EXERCISE PROMPT: Reproduce every one of the following rows verbatim, changing nothing.

begin PROVIDED ENTRIES

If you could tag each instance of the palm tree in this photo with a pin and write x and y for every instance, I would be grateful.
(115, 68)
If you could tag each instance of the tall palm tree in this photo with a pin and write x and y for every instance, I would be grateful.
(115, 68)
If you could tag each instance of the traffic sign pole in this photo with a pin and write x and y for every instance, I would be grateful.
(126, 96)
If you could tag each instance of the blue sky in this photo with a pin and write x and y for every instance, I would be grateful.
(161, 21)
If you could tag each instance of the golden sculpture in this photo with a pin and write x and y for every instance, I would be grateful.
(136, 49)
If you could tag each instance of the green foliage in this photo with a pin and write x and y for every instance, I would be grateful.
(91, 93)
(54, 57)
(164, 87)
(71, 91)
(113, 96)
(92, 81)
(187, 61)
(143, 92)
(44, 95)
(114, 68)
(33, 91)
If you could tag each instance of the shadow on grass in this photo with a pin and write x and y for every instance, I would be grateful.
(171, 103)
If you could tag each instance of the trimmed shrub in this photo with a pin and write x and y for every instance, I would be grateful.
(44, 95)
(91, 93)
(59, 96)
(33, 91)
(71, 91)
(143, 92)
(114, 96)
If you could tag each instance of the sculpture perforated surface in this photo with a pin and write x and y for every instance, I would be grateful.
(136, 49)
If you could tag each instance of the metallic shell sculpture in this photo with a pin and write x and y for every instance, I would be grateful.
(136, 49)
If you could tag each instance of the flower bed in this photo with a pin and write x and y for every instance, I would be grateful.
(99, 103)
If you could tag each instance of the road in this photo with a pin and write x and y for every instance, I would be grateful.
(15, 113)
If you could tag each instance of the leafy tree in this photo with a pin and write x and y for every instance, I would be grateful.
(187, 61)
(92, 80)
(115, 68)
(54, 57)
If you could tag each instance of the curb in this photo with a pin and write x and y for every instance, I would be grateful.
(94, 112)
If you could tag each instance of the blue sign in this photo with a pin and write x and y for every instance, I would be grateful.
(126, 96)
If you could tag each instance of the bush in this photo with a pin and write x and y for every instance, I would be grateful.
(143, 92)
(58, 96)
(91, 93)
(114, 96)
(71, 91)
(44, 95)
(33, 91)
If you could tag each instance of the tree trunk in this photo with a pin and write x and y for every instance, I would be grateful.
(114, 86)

end PROVIDED ENTRIES

RESULT OF THE TASK:
If you could tag each instance of the palm tree in this photo with a pin and write x and y for every instance, I would be grateful.
(115, 68)
If you could tag each instance of the tall palm tree in this photo with a pin and write x and y for every instance, I would be grateful.
(115, 68)
If you could tag each instance of the traffic sign pole in this photo with a pin and write x and y for every instance, I would be grateful.
(126, 96)
If you could tag each instance of the blue sky in this photo with a pin and write x and y for every instance, I would be grateful.
(161, 21)
If you could tag each instance of the golden sculpture in this photo with a pin and write x and y for every instance, I would be grateful.
(136, 49)
If you could tag each instance of the green foliage in this photo with a pin and write x and y for every instance, I would be grateful.
(91, 93)
(54, 57)
(164, 87)
(71, 91)
(113, 96)
(92, 81)
(187, 61)
(143, 92)
(44, 95)
(114, 68)
(33, 91)
If you could tag each instance of the shadow on grass in this photo with a pin and write x and y for every instance, I would be grateful.
(171, 103)
If you could tag each instance of the trimmed shrub in this photo with a pin and write x and y for every instance, I would be grateful.
(44, 95)
(91, 93)
(59, 96)
(33, 91)
(71, 91)
(143, 92)
(114, 96)
If you could tag each instance of the sculpture perforated surface in this photo with a pin and write x and y for every instance, I would be grateful.
(136, 49)
If you could tag each instance of the metallic shell sculpture in this photo with a pin and write x and y for every instance, I would be grateful.
(136, 49)
If you could tag each instance of the flower bed in this photo with a pin and write x and y for every instance, I would be grateful.
(99, 103)
If you could tag each instance of the road in this photo with a pin and write x and y for every instance, I would be grateful.
(15, 113)
If you could tag each instance of the leafy tree in this photo with a pin and write x and y for every instance, I would be grateful.
(187, 61)
(92, 80)
(115, 68)
(54, 57)
If you could tag each instance of the curb in this photo with a pin and write x and y for every instance, I would be grateful.
(94, 112)
If you could tag each instance of the blue sign in this photo with a pin and write x and y for every instance, I would be grateful.
(126, 96)
If you could tag each instance of the bush in this photo with a pin and write x and y for every instance, I would be grateful.
(143, 92)
(58, 96)
(91, 93)
(114, 96)
(71, 91)
(44, 95)
(33, 91)
If you could tag each instance of the tree trunk in this photo with a pin and write x and y for every instance, I would be grateful.
(114, 86)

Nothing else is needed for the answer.